• Objective
Count the lines in the entries below that contain the string "black", matching case exactly, and give only the number.

• Information shown
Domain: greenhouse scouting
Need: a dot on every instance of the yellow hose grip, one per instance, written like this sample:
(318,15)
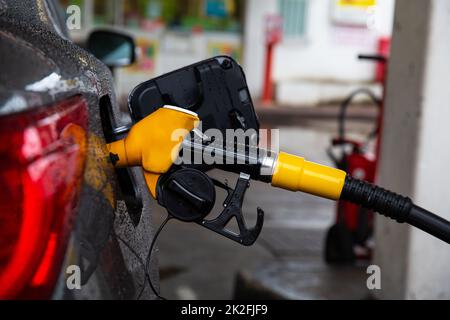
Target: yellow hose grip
(296,174)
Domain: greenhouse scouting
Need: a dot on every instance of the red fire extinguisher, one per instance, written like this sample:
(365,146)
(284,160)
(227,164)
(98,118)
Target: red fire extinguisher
(349,237)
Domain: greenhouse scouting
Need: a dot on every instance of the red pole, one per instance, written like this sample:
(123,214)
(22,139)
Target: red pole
(267,96)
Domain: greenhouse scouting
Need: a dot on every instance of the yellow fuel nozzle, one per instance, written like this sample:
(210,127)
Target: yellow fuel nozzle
(154,142)
(296,174)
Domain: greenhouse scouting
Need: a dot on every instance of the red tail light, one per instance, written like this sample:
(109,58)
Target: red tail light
(42,156)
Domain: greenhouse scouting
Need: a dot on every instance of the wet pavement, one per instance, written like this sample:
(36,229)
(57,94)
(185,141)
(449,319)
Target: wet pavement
(286,261)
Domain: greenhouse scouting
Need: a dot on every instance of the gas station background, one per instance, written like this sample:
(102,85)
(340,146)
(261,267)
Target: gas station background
(315,54)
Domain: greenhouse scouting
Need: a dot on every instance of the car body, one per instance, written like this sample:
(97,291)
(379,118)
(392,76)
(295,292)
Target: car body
(61,210)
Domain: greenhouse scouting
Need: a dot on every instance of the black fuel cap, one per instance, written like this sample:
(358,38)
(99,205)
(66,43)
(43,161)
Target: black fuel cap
(188,194)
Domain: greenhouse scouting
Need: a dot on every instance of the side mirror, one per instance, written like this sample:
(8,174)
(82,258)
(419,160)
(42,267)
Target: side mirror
(112,48)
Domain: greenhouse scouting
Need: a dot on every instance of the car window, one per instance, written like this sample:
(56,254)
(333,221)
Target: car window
(57,14)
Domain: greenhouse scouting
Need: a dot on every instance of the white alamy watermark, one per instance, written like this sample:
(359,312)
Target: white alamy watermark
(73,17)
(223,147)
(73,281)
(374,280)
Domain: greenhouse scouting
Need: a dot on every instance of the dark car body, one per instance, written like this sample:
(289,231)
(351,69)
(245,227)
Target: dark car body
(39,67)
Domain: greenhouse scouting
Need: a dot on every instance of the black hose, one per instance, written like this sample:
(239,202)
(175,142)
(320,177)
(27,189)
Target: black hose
(394,206)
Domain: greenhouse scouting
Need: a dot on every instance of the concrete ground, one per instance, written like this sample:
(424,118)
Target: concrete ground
(286,261)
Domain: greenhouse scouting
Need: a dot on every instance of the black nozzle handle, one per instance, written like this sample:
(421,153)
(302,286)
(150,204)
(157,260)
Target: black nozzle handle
(394,206)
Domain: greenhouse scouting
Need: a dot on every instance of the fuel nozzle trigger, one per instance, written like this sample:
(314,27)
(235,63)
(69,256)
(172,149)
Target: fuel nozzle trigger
(189,195)
(233,208)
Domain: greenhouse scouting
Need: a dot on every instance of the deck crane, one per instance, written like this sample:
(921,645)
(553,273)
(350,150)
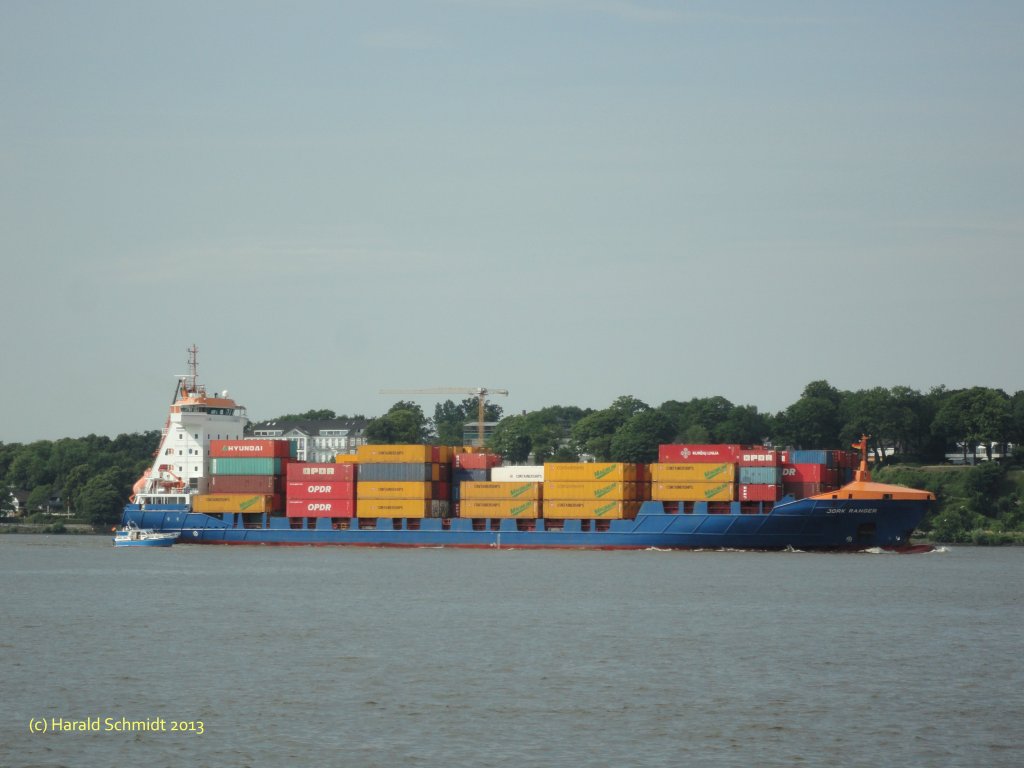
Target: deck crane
(479,392)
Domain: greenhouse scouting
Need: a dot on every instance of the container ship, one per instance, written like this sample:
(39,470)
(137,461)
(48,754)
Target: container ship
(209,483)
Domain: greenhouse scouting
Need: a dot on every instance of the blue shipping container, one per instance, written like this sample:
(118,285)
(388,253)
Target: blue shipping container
(811,457)
(761,475)
(395,472)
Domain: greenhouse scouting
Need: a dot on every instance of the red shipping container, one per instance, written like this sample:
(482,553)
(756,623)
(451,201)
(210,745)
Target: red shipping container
(247,484)
(803,473)
(752,493)
(477,461)
(321,508)
(250,449)
(758,457)
(691,454)
(334,472)
(311,488)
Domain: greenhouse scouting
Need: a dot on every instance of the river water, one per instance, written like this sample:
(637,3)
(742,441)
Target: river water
(464,657)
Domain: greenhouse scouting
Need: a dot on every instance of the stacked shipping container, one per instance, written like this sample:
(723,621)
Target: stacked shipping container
(695,473)
(607,492)
(760,475)
(321,489)
(247,477)
(411,481)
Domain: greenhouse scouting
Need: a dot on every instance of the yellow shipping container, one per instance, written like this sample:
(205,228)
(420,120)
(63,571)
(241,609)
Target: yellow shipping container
(235,503)
(394,454)
(507,491)
(394,508)
(594,472)
(570,491)
(589,510)
(499,508)
(693,492)
(393,489)
(724,472)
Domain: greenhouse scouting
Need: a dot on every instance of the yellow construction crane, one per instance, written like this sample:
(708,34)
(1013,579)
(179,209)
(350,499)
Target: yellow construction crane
(479,392)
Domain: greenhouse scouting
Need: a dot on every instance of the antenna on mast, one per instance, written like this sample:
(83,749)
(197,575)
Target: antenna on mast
(193,367)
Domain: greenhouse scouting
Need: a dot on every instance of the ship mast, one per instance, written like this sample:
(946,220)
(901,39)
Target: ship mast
(862,474)
(188,383)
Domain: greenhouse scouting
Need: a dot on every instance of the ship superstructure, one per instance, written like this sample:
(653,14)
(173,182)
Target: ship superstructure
(181,464)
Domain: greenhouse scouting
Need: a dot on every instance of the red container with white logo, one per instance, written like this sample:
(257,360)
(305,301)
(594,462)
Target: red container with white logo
(247,484)
(321,508)
(477,461)
(694,454)
(311,471)
(757,457)
(312,488)
(751,493)
(250,449)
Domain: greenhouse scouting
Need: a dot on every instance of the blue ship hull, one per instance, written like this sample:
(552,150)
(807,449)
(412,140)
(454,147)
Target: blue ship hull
(805,524)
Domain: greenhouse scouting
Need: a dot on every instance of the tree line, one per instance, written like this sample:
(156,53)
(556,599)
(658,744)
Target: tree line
(901,422)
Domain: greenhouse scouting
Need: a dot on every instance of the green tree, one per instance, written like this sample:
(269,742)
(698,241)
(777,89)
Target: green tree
(101,499)
(743,425)
(593,433)
(813,421)
(451,418)
(39,497)
(639,437)
(973,417)
(512,439)
(403,423)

• Completed exercise
6